(Dataset excerpts)

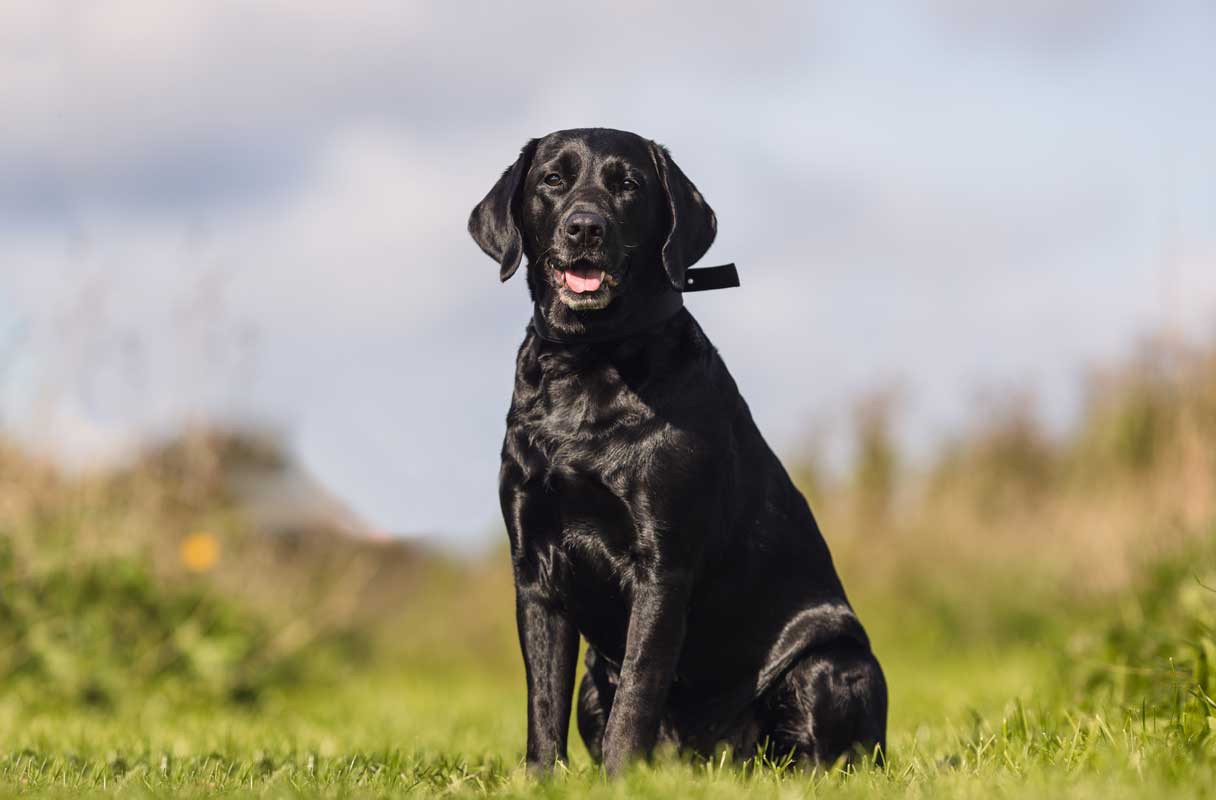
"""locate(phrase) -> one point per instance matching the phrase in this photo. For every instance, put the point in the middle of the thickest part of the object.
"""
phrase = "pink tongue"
(579, 283)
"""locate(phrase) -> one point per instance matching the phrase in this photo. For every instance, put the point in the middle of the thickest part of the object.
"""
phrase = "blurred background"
(253, 372)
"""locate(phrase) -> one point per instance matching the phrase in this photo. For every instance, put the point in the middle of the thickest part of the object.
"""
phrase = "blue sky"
(219, 210)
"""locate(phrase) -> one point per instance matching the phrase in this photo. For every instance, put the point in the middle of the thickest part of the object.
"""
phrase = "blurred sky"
(240, 210)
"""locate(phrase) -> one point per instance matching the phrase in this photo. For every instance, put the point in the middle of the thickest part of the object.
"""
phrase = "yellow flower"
(200, 552)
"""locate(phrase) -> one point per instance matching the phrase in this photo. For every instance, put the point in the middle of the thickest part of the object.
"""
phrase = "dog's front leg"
(652, 649)
(550, 646)
(547, 638)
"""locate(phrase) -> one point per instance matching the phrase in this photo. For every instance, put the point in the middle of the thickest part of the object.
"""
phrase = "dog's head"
(607, 220)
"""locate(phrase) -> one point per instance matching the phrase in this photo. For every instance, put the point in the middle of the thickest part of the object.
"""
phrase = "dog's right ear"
(494, 224)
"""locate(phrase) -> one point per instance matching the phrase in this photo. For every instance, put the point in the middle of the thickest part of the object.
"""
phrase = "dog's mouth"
(584, 283)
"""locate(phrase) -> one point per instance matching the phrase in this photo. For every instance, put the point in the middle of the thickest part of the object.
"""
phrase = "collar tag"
(696, 280)
(710, 277)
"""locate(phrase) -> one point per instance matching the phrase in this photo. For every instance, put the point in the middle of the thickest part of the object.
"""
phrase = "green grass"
(989, 704)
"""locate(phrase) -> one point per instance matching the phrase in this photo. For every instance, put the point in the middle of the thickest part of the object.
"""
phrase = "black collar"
(696, 280)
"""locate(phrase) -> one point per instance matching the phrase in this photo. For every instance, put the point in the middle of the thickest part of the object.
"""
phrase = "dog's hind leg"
(596, 694)
(829, 704)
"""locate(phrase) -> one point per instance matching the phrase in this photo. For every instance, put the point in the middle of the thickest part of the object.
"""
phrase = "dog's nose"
(585, 227)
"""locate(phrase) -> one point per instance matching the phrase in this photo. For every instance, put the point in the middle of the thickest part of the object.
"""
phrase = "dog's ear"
(693, 225)
(494, 224)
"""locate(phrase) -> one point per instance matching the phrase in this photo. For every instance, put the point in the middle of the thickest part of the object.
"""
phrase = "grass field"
(1045, 612)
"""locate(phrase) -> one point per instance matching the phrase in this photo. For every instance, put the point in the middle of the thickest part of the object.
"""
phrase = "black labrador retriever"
(645, 510)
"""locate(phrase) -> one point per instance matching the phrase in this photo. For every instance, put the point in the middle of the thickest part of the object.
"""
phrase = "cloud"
(259, 210)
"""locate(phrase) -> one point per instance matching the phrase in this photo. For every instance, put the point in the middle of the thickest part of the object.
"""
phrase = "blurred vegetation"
(1042, 604)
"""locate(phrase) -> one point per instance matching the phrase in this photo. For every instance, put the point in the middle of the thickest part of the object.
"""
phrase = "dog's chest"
(590, 432)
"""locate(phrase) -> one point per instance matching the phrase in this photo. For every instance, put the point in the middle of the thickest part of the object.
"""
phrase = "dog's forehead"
(594, 144)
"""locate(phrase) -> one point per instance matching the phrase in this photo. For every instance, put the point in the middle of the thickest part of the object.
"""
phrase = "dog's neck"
(652, 315)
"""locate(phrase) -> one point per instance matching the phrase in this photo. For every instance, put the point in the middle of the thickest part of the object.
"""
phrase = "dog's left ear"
(693, 225)
(494, 224)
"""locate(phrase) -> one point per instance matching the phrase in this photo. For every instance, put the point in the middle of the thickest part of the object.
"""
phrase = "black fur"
(646, 513)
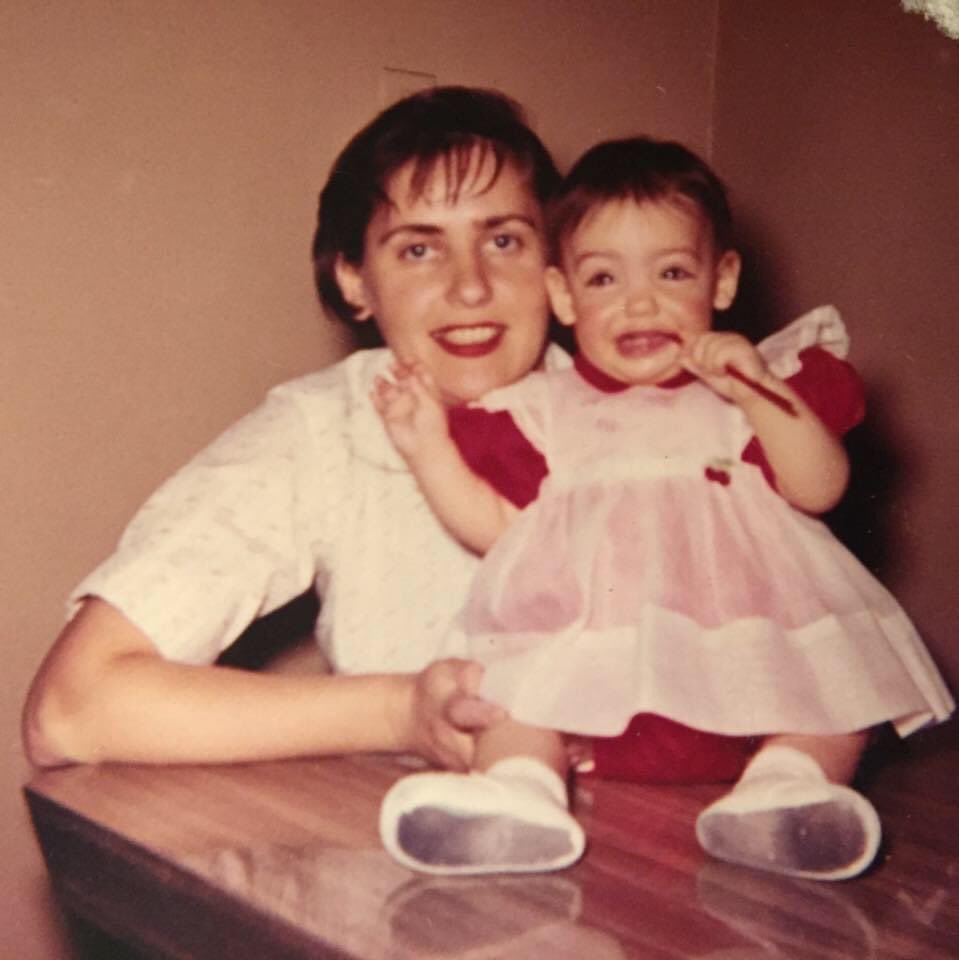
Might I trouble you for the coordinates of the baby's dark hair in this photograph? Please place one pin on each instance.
(639, 169)
(438, 126)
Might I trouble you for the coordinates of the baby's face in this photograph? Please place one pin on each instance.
(639, 280)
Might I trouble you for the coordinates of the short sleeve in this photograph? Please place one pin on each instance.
(496, 449)
(222, 542)
(834, 392)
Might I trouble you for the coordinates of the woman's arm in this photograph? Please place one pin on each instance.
(809, 462)
(105, 694)
(469, 507)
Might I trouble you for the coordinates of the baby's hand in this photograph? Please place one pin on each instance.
(409, 405)
(710, 354)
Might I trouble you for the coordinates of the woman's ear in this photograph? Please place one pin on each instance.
(727, 279)
(352, 286)
(560, 299)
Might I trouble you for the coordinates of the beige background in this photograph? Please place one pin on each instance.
(158, 174)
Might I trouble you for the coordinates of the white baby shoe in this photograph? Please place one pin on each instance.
(511, 819)
(786, 817)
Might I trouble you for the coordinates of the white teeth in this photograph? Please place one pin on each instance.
(467, 336)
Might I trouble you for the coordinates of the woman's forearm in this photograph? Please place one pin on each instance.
(104, 694)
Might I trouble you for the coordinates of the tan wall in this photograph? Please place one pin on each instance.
(159, 168)
(836, 126)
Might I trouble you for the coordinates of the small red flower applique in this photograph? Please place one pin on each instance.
(717, 471)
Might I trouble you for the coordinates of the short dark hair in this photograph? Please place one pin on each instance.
(639, 169)
(441, 125)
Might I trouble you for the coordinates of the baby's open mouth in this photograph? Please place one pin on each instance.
(641, 343)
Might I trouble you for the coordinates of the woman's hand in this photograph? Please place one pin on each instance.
(411, 410)
(441, 709)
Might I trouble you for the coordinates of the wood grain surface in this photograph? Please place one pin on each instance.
(283, 860)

#### What you should do
Could you set down the records above word for word, without any of the pictures?

#### Written response
"""locate(phrase) -> one point per instance matching the phrase in this photo. For every instance, put the point in the middle of the thickest part of the object.
"""
phrase = "pink tongue"
(579, 283)
"""locate(phrase) -> one point per instance matching the phrase in this photo. For every instance, put the point in the middle of the thickest part of the object.
"""
phrase = "blurred background"
(253, 372)
"""locate(phrase) -> one point per instance matching the phrase in this photo. For every instance, put the point in the middle of the thickest part of the object.
"""
phrase = "blue sky"
(219, 210)
"""locate(phrase) -> one point per instance matching the phrase in this photo. For every instance, put the point in the middle of the thickest part of the object.
"""
phrase = "blurred sky"
(240, 210)
"""locate(phrase) -> one point per instance matching the phrase in this photo. For every instance, put the point in the middle of the thickest part of the object.
"""
phrase = "yellow flower"
(200, 552)
"""locate(phrase) -> one point per instance matching the phrase in this photo. For every instance, put the point in the middle of the thickest part of the object.
"""
phrase = "dog's front leg"
(652, 649)
(550, 646)
(547, 638)
"""locate(phrase) -> one point per instance matching the phrase in this photo. For every instance, put the point in the middle of the thickest part of the object.
"""
phrase = "dog's head"
(607, 220)
"""locate(phrase) -> one point per instance matching the phrase in this photo. For every instance, put the point in the middle of the thickest part of the object.
"""
phrase = "dog's right ear"
(494, 224)
"""locate(phrase) -> one point per instance matching the phrase in this photo. For every instance, put the point in the middle of the thickest part of the object.
"""
phrase = "dog's mouth"
(584, 283)
"""locate(phrase) -> one point per instance matching the phrase in this photo. For every instance, put the point in the middle of the thickest part of the object.
"""
phrase = "collar tag"
(696, 280)
(710, 277)
"""locate(phrase) -> one point per instance matching the phrase in this photo. For every instance, put the point in the middle of the thickest part of the object.
"""
phrase = "green grass"
(989, 704)
"""locate(phrase) -> one point per instance matching the phrase in this photo. For every instance, put the point in the middle of the thickest part of the object.
"""
phrase = "black collar"
(696, 280)
"""locate(phrase) -> one point per instance matching the phrase in this photo. For every instance, put the point in the middle of the thickest part of the object.
"""
phrase = "dog's hind leg"
(596, 694)
(829, 704)
"""locate(phrase) -> one point per instance matching the phrase in this photo. For every instance, put the point in the middle of the thickest part of the object.
"""
phrase = "dog's nose"
(585, 227)
"""locate(phrase) -> one point per instance matching the phrase in this photo. For every instance, put the point in the middle of the thickest part of the object.
"""
phrase = "dog's ear"
(693, 225)
(494, 224)
"""locate(phrase) -> one point per instance matching the phrase in this photo. For every instance, put the point in the middle of the thickest part of the object.
"""
phrase = "grass field"
(1045, 612)
"""locate(phrase) -> one point per instance matching the phrase in this photo. For every instance, put the point in the middle of the thickest part of the object.
"""
phrase = "black labrador retriever"
(645, 510)
"""locate(phrase) -> one point per instance matching the phrase in this photo. For every instance, put the point in the middle of the thickest part of the object.
"""
phrase = "cloud"
(259, 210)
"""locate(phrase) -> one point per instance matching the phrase in this photo. For every instance, put the point in the middle of the thickest part of the object.
"""
phrase = "blurred vegetation"
(1042, 604)
"""locate(phrase) -> one point per instance matching the phrase in this photo. For every instance, put the point in the middle of the thickest part of the object.
"""
phrase = "dog's chest"
(590, 432)
"""locate(phrase) -> one point per instance matching the phrase in this photo. For every instance, put the point in the middle of the thickest part of the object.
"""
phrase = "dog's forehead"
(594, 144)
"""locate(phrase) -> one point per instance matching the phrase in this photo. For every instance, put the point in the middle of the thickest part of the object.
"""
phrase = "dog's neck"
(652, 315)
"""locate(phrase) -> one point per instance matching the phrase in this photo. For every instance, put the point in the middle of the thickest part of the object.
"""
phrase = "dog's left ear"
(693, 225)
(494, 224)
"""locate(phrase) -> one point per instance matching the phrase in this photo. For every instance, put the point in the middle of the thickest part of the object.
"""
phrase = "black fur"
(646, 513)
Might I trouble you for the coordinates of the baby's dark hair in this photograph? Please place one pin on each instance.
(639, 169)
(438, 126)
Might I trouble you for the coordinates of the baby's face in this photograph? Please place one pin on each instance.
(639, 280)
Might I trouble you for the coordinates of the short sleeve in this photograph? Please place one pin on each instance.
(496, 449)
(222, 542)
(834, 392)
Might I trouble you for the coordinates of the woman's arm in this photograph? Please place one pin on each instance.
(809, 462)
(105, 694)
(469, 507)
Might I trouble you for the coordinates of the baby's hand in this photograph? Please place one pin on each instance.
(409, 405)
(710, 354)
Might I trouble you for the coordinates of the woman's ear in this photograph? Please place one pin on each instance.
(727, 279)
(352, 286)
(560, 299)
Might I trouble you for the coordinates of the beige background in this photograph? Please place one pin on each instance.
(158, 174)
Might I trouble you for the coordinates of the white baby shoe in this photograph? Please place one pin on each instance.
(511, 819)
(786, 817)
Might I trouble you for the coordinates of the white teeth in this photograph? Please place one pin on each instance.
(467, 336)
Might I trouble you for the coordinates of the woman's forearm in this photograph? Please place one pin on each instance.
(104, 694)
Might I trouble you for the coordinates of the tan wall in this photograph? Please place one pin on each instance.
(159, 168)
(836, 126)
Might I trouble you for the coordinates of the small red flower applique in this photograph? Please place one pin on each instance.
(717, 471)
Might I trouble you for the coordinates of the short dark hair in this photograph? Please place one pin on each instance.
(639, 169)
(441, 125)
Might I trouble you for the coordinates of the baby's open mouth in this photograph? Please place one pin on each instance.
(641, 343)
Might I trouble you for the coordinates of the woman's hand in this photograph? Please place one pin on each instance.
(411, 410)
(441, 709)
Might I trouble you for the coordinates of the wood grain surface in this photograph? Please place one pin on each instance.
(283, 860)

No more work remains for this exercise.